Data for review:
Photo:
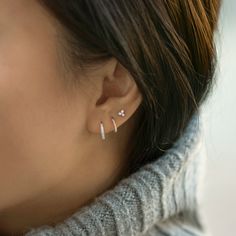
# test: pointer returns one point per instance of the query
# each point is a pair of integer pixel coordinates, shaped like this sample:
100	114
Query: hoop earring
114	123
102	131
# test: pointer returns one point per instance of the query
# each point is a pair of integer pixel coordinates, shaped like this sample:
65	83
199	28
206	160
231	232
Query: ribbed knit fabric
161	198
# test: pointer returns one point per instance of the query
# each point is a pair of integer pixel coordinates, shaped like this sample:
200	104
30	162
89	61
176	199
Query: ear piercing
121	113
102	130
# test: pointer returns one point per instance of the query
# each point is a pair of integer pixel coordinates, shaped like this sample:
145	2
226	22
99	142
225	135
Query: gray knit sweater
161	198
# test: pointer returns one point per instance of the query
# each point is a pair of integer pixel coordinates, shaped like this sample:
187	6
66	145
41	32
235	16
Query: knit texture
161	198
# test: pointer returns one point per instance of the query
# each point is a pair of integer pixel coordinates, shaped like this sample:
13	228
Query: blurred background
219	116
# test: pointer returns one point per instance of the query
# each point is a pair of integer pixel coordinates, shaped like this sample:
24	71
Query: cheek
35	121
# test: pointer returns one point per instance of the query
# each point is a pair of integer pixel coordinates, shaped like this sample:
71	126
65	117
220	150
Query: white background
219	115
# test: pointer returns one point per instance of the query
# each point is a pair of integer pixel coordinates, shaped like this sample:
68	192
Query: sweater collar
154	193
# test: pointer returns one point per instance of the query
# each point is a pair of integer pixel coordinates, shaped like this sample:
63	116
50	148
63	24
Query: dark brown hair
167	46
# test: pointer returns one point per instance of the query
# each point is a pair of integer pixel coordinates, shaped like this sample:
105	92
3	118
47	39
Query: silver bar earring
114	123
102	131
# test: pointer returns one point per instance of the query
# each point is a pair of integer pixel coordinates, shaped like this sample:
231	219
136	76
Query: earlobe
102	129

Activity: Only the pictures are to be left out; all other material is to be output exactly.

Written answer:
Photo:
# test: pointer returns one point per instance of the query
# each point is a pair of integer pixel coordinates, shaped like this sample:
100	114
Query: hoop earring
114	123
102	131
# test: pointer returns one point per instance of the query
# each point is a pair of integer pixel coordinates, shaped like this sample:
65	83
199	28
206	160
231	232
Query: ribbed knit fabric
161	198
# test: pointer returns one point per instance of the query
# each point is a pair of integer pixel coordinates, shaped like this sample:
200	104
30	162
89	61
176	199
Query: ear piercing
121	113
102	130
# test: pointer returns one point per instance of the query
# each point is a pair of integer pixel coordinates, shaped like this sample:
145	2
226	22
99	142
225	135
Query: gray knit sweater
161	198
# test: pointer returns one point per instance of the query
# each point is a pair of integer pixel coordinates, shaped like this sample:
187	6
66	145
41	32
235	16
Query: knit texture
161	198
# test: pointer returns one point per instance of the query
# each point is a pair of integer pixel coordinates, shaped like this sample:
13	228
Query: blurred background
219	116
# test: pointer returns one point per instance of the query
# each point is a pair of integer pixel coordinates, shaped like this sample:
24	71
Query: cheek
35	121
# test: pointer returns one point per instance of the query
# each point is a pair of integer pixel coordinates, shaped like this sample:
71	126
65	117
220	150
Query: white background
219	115
# test: pointer returns one point per instance of the query
# each point is a pair of integer pixel coordinates, shaped like this sample:
68	192
Query: sweater collar
154	193
# test: pointer returns one point per instance of the query
# each point is a pair of integer pixel coordinates, shaped like this sample:
63	116
50	148
63	24
Query: dark brown hair
167	46
# test: pointer returns one point per instance of the query
# each point is a pair of integer pixel coordinates, shaped like this sample:
105	92
3	118
47	39
Query: silver bar earring
114	123
102	131
# test: pointer returns one point per instance of the query
# each point is a pair of integer pixel coordinates, shaped like this sample:
231	219
136	76
Query: earlobe
102	129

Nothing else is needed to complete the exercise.